(Stored items from a collection)
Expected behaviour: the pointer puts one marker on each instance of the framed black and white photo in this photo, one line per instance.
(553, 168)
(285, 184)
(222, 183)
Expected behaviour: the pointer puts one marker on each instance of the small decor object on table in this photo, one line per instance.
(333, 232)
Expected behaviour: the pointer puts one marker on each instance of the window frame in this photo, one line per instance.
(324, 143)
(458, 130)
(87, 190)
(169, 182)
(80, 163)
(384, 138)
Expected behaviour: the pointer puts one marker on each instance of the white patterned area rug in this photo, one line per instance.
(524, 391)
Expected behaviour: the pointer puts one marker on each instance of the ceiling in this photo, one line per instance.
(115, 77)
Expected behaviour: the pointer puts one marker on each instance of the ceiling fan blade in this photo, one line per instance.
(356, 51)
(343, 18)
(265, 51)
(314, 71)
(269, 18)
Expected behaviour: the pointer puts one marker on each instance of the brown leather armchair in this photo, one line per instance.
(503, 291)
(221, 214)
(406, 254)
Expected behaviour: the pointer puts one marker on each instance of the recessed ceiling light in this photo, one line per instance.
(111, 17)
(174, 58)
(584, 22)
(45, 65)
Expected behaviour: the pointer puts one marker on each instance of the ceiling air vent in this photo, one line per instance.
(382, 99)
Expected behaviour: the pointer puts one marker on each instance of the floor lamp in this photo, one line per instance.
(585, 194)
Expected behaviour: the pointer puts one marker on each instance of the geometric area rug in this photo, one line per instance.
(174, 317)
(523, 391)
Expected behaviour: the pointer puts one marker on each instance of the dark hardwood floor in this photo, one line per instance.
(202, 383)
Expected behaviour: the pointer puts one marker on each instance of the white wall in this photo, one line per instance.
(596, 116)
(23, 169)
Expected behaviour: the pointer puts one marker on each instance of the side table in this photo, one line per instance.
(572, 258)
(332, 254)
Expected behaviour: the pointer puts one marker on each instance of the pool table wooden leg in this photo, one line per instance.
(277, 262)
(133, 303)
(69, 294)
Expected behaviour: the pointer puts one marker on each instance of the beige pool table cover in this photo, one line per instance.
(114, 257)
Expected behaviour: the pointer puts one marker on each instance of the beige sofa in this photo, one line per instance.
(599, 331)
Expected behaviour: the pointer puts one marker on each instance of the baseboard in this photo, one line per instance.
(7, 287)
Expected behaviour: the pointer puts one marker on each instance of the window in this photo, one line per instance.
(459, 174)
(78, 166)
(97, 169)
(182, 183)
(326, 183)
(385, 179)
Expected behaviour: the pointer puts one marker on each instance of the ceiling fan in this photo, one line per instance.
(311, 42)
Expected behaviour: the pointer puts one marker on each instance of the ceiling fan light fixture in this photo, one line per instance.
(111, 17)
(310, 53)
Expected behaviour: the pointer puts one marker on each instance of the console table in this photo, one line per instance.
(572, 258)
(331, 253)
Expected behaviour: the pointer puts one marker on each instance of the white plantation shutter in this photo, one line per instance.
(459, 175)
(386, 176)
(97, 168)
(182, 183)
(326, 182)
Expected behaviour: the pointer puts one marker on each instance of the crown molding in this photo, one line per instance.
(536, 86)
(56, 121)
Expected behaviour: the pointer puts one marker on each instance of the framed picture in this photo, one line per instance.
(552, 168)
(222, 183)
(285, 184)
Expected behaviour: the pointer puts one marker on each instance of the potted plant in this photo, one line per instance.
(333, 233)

# Prompt:
Can you update the data above so that every "Expected behaviour" becomes "Intended behavior", with nothing else changed?

# Finished exercise:
Intended behavior: the pointer puts one marker on each instance of the framed black and white photo in this photo, one line per instance.
(553, 168)
(285, 184)
(222, 183)
Intended behavior: the pointer puts one marker on each instance of the small decor object on table in this photo, one line per instance.
(333, 232)
Intended behavior: the pointer puts one marker on each instance of the window frame in this photo, one line per instance.
(324, 143)
(458, 130)
(87, 190)
(169, 182)
(80, 163)
(384, 138)
Intended behavior: the pointer puts one marker on each instance of the white patterned area rug in this photo, one line per instance.
(524, 391)
Intended behavior: the pointer puts one marker on each instance of the ceiling in this photo, one line per instance.
(115, 77)
Intended behavior: the pointer puts one marker on each instance of the ceiling fan blade in this photo, one line per instance.
(356, 51)
(343, 18)
(265, 51)
(314, 71)
(269, 18)
Intended behavior: the pointer puts one marker on each instance of the brown leather armchair in this photo, one line per instance.
(503, 291)
(221, 214)
(406, 254)
Intended behavior: the pointer puts one marker on each instance of the recessed ceiling light in this photo, one line per instance.
(111, 17)
(174, 58)
(584, 22)
(45, 65)
Intended behavior: the pointer puts one marker on each instance of the ceiling air vent in this photo, one line per instance.
(382, 99)
Intended behavior: the pointer puts one marker on each instance of the floor lamp in this photo, one line per instance.
(585, 194)
Intended behavior: the pointer puts one marker on each instance of the geometric area rug in this photo, one line per instance.
(174, 317)
(523, 391)
Intended behavior: the pointer puts one marker on each instance of the dark hardwood floor in this photo, one line per instance.
(202, 383)
Intended behavior: the pointer puts one marker on each instance of the white wall in this photo, one line per instance.
(596, 116)
(23, 169)
Intended behavior: the pointer puts one marker on each instance of the side table in this photo, one line per instance.
(572, 258)
(332, 254)
Intended behavior: the pointer puts one marker on each instance of the pool table wooden leg in this photo, one line per instance.
(277, 262)
(133, 303)
(69, 294)
Intended behavior: the pointer puts one marker on each instance of the beige pool table cover in this photo, one line per instance.
(114, 257)
Intended behavior: the pointer puts one marker on each instance of the beige sofa in this photo, one line per instance.
(599, 331)
Intended behavior: the pointer puts one marker on each instance of the baseboard in this photo, one line per instance.
(7, 287)
Intended behavior: the pointer puts one marker on each instance of the window in this photo, one line per instance.
(459, 174)
(78, 166)
(97, 169)
(182, 183)
(326, 183)
(385, 179)
Intended behavior: the pointer puts one marker on each instance of the ceiling fan in this photo, one line per instance.
(311, 42)
Intended behavior: the pointer puts one marker on each instance of the ceiling fan light fixture in this photo, one line per instance.
(111, 17)
(310, 53)
Intended behavior: the pointer puts one marker on each instance of the console table in this photo, one line per instance.
(572, 258)
(331, 253)
Intended behavior: the pointer puts one marker on each instance of the white plantation shutter in this photo, one line per instance.
(459, 175)
(386, 176)
(97, 168)
(182, 183)
(326, 182)
Intended behavior: the pointer puts one marker on each instance of the crown molding in this photo, one line per instance.
(536, 86)
(56, 121)
Intended behavior: the pointer puts one marker on each instance of the framed picture in this photo, one line per instance.
(552, 168)
(222, 183)
(285, 184)
Intended behavior: the pointer puts one marker on each instance of the potted plant in this photo, one line per instance.
(333, 233)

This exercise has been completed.